◆ **Document passage**
──────────────────────────────

This is an issue only related to this cluster, so moving out of 4.8 for investigation... A few observations: 1. It is unexpected that there are extra replicasets for mon-p and mon-q, but it shouldn't affect the health since they have no pods. 2. From the toolbox, what result do you get from removing mon.t manually? Since mons p and q still show in quorum, they should respond to toolbox updates. Something like this (I forget if it's "t" or "mon.t" for the name). ceph mon remove t 3. The rook operator log shows the following message, so it appears the new mon pod is not able to start as expected. op-mon: failed to failover mon "t". failed to place new mon on a node: assignmon: error scheduling monitor: sched-mon: canary pod scheduling failed retries 4. If you delete the rook-ceph-mon-t deployment and remove mon-t from the rook-ceph-mon-endpoints configmap and restart the rook operator, I would expect that a new mon such as mon-y will be able to be scheduled on the node where t had been running.
1. What mons are in the rook-ceph-mon-endpoints configmap now? 2. What does "ceph mon dump" show in the toolbox? 3. Please share the latest rook operator log
Created attachment 1791872 [details] mon.ah verbose log
Manjunatha Yes, good point, it appears the clusterIP for mon-p does not match what is expected between rook's configmap and the ceph monmap. Please do try those other workaround steps to see if that fixes the situation.

──────────────────────────────

◆ **Supplied records**
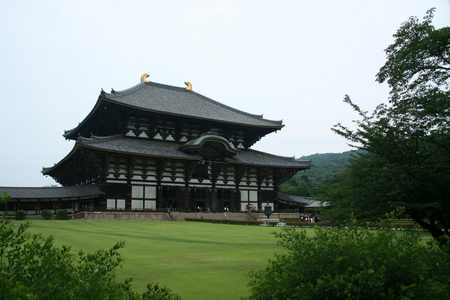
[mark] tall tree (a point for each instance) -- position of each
(407, 141)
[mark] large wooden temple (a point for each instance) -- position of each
(155, 147)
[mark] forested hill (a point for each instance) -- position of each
(325, 165)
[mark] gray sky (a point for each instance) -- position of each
(289, 60)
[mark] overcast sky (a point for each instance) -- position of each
(288, 60)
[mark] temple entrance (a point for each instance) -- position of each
(198, 196)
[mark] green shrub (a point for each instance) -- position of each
(20, 215)
(62, 215)
(46, 214)
(31, 267)
(353, 263)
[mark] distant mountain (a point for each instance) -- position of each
(325, 165)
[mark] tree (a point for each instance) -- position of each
(350, 263)
(31, 267)
(407, 141)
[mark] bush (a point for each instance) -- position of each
(20, 215)
(46, 214)
(353, 263)
(62, 215)
(31, 267)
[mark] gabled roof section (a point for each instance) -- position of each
(164, 149)
(182, 102)
(84, 191)
(206, 140)
(177, 102)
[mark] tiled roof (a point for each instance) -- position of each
(181, 102)
(253, 157)
(307, 201)
(145, 147)
(165, 149)
(52, 192)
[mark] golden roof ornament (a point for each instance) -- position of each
(144, 77)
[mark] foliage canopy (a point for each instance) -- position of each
(407, 163)
(350, 263)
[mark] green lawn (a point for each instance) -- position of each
(195, 260)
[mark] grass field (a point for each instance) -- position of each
(195, 260)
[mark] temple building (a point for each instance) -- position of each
(155, 147)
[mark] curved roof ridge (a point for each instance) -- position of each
(115, 94)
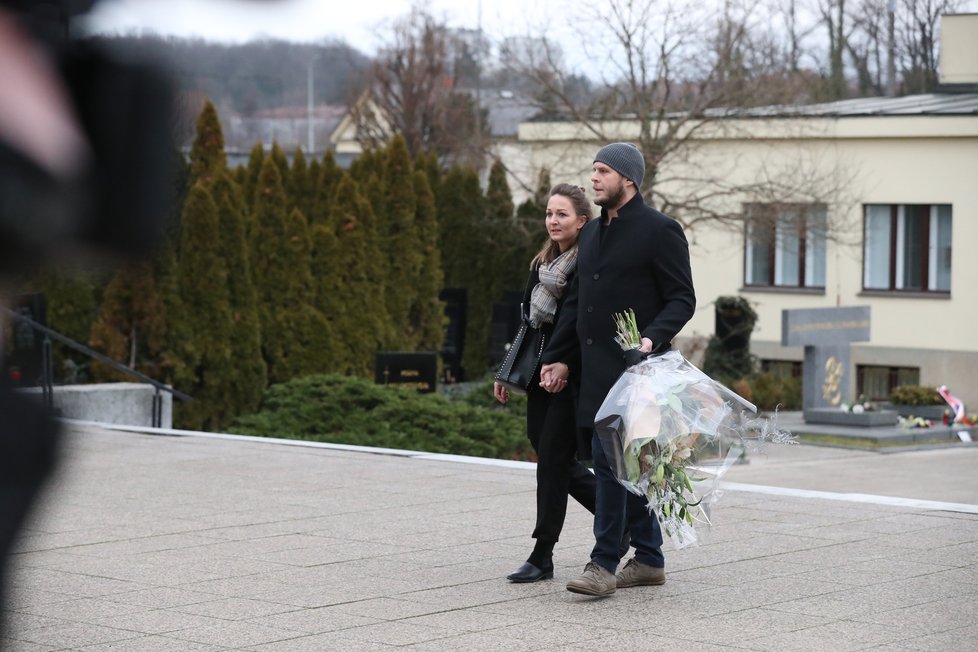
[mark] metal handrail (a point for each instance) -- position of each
(47, 374)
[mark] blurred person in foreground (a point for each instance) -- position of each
(550, 422)
(84, 160)
(631, 257)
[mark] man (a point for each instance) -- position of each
(632, 257)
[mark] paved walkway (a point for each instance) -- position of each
(158, 543)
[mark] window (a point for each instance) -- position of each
(907, 247)
(876, 383)
(785, 246)
(783, 368)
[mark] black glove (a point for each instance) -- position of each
(634, 356)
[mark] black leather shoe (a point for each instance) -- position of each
(530, 573)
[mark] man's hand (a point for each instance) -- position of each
(553, 377)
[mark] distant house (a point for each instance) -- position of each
(505, 111)
(288, 126)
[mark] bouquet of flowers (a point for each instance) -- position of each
(670, 432)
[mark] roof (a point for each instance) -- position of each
(506, 112)
(928, 104)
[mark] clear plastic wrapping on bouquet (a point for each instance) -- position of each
(670, 432)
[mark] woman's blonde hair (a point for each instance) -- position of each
(582, 208)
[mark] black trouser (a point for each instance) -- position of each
(552, 430)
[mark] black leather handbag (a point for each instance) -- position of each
(522, 361)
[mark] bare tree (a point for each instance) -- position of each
(673, 72)
(412, 89)
(917, 32)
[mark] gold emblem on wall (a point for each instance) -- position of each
(831, 391)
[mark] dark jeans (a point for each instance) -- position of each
(552, 429)
(616, 509)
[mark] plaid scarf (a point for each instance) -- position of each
(553, 280)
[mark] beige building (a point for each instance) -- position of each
(867, 202)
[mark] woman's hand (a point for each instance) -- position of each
(501, 393)
(553, 377)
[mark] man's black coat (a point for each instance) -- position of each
(639, 261)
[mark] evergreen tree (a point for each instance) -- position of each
(309, 347)
(299, 187)
(428, 311)
(249, 188)
(428, 163)
(248, 373)
(178, 343)
(402, 246)
(329, 177)
(370, 162)
(328, 291)
(314, 173)
(358, 312)
(537, 204)
(282, 162)
(203, 285)
(130, 326)
(207, 157)
(465, 257)
(372, 222)
(281, 262)
(507, 267)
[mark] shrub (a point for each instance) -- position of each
(915, 395)
(348, 410)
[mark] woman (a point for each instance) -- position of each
(550, 422)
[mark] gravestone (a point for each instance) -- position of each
(412, 370)
(826, 334)
(24, 363)
(451, 350)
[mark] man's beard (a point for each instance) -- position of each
(613, 200)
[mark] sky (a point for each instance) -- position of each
(361, 25)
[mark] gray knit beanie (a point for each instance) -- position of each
(625, 159)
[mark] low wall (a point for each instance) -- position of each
(129, 404)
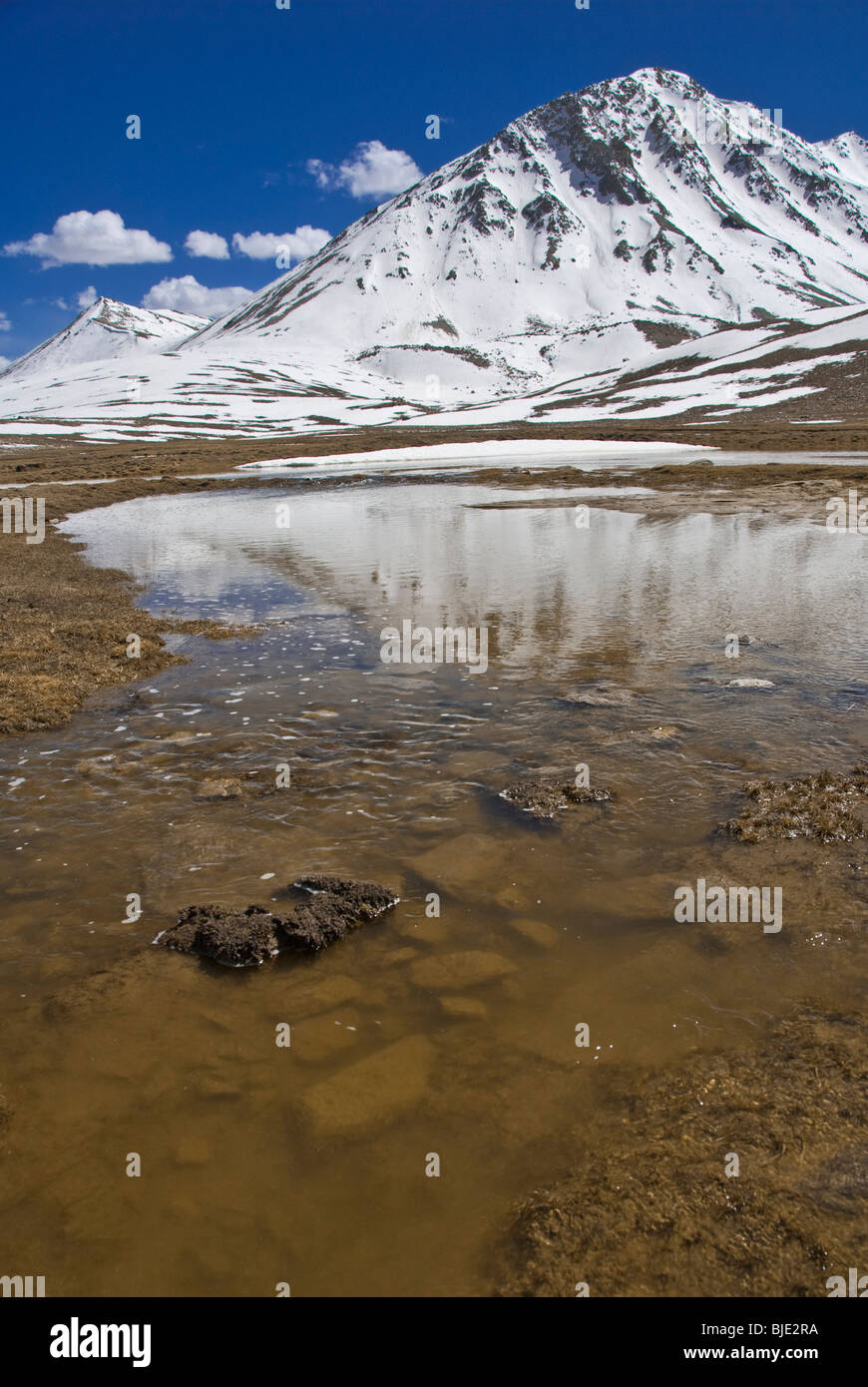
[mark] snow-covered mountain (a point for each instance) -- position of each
(637, 200)
(103, 331)
(561, 261)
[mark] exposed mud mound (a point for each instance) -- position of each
(827, 807)
(544, 797)
(363, 898)
(324, 909)
(235, 938)
(334, 906)
(651, 1211)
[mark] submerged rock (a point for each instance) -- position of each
(601, 695)
(750, 684)
(824, 806)
(544, 797)
(248, 936)
(222, 788)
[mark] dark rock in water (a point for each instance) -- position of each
(324, 909)
(544, 797)
(235, 938)
(825, 807)
(334, 906)
(365, 898)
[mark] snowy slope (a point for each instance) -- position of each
(106, 330)
(540, 251)
(580, 261)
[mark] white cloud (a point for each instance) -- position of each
(372, 171)
(209, 244)
(188, 295)
(298, 244)
(92, 238)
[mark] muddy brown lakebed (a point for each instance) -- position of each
(419, 1034)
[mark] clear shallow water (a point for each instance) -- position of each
(262, 1163)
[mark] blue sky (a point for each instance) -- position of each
(294, 123)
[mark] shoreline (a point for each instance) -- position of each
(66, 623)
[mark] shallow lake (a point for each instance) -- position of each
(306, 1163)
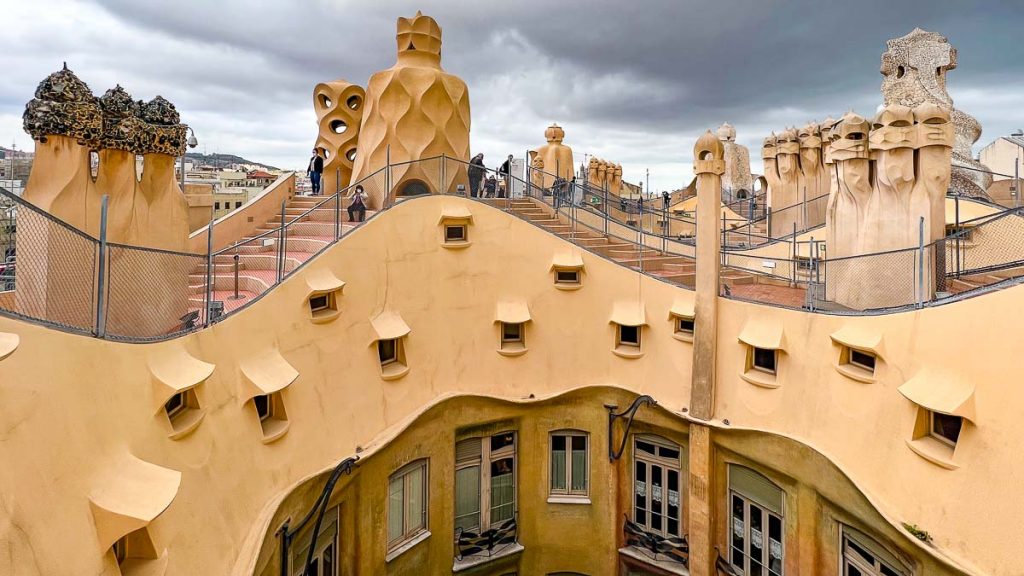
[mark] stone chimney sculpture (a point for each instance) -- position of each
(414, 110)
(69, 123)
(914, 68)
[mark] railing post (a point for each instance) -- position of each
(604, 191)
(387, 177)
(101, 272)
(236, 277)
(285, 544)
(281, 241)
(337, 205)
(209, 272)
(337, 215)
(921, 262)
(444, 189)
(1017, 181)
(724, 241)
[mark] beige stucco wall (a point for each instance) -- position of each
(1000, 156)
(72, 419)
(245, 220)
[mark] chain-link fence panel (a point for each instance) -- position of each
(153, 294)
(47, 269)
(898, 278)
(997, 243)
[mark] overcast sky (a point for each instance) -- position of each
(632, 82)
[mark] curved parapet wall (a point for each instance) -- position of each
(914, 68)
(339, 111)
(247, 220)
(68, 122)
(232, 481)
(415, 110)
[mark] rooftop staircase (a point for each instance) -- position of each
(308, 231)
(671, 268)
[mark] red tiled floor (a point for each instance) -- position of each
(767, 293)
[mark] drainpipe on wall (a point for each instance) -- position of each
(709, 164)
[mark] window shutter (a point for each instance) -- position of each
(757, 488)
(467, 451)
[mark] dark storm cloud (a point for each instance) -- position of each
(634, 82)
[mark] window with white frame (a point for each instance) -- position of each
(325, 559)
(763, 360)
(657, 484)
(944, 427)
(407, 505)
(484, 481)
(757, 531)
(628, 335)
(864, 557)
(569, 464)
(684, 325)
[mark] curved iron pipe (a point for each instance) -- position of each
(628, 413)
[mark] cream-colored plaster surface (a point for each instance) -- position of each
(65, 439)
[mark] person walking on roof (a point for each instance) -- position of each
(315, 170)
(476, 169)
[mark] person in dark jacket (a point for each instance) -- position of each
(504, 173)
(489, 187)
(357, 206)
(476, 170)
(315, 170)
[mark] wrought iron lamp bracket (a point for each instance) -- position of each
(629, 414)
(288, 534)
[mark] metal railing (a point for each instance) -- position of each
(55, 275)
(486, 543)
(656, 546)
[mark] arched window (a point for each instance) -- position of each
(757, 523)
(864, 557)
(657, 485)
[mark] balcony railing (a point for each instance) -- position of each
(489, 543)
(655, 546)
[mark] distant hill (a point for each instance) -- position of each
(222, 160)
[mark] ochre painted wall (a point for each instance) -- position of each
(75, 406)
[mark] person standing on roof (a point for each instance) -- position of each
(315, 170)
(476, 169)
(505, 171)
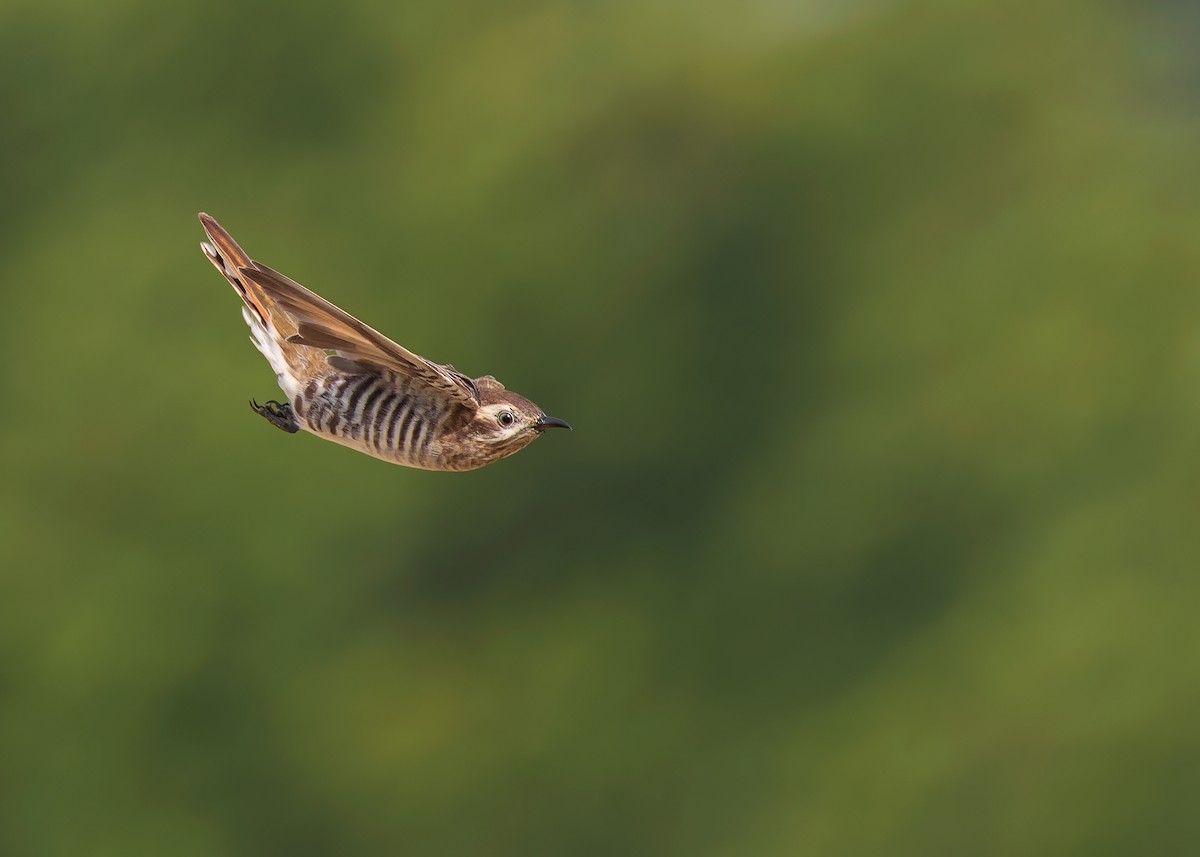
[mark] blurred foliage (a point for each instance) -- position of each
(879, 325)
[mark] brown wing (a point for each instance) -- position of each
(319, 324)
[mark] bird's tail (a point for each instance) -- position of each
(269, 325)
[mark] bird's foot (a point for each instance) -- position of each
(277, 414)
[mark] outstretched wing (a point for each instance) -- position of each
(319, 324)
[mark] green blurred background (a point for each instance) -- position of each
(879, 325)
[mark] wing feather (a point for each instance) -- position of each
(319, 324)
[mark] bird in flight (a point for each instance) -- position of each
(351, 384)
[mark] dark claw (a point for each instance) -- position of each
(277, 414)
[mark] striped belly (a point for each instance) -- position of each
(376, 413)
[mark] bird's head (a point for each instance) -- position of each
(507, 421)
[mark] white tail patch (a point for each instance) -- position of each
(268, 345)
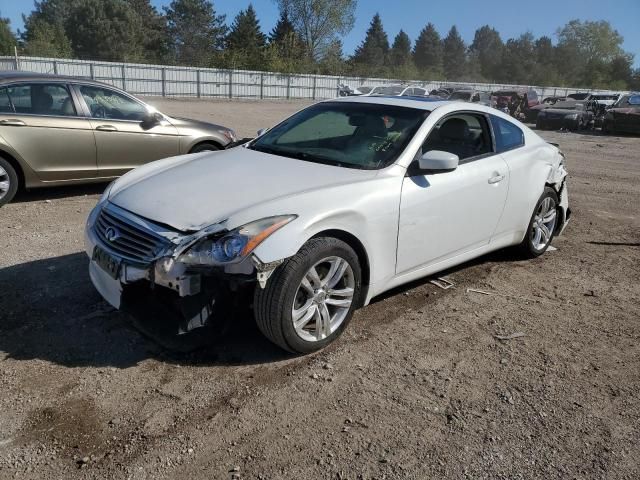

──────────────────────────────

◆ **Tasks and exercises**
**a.** In the Rook Ceph thread, which command is suggested for manually removing mon t from the toolbox?
**b.** Please count the lines of the listing that contain the string "iron", and reply with only the number.
The thread and the listing were taken from unrelated sources.

◆ **Problem solutions**
**a.** ceph mon remove t

**b.** 2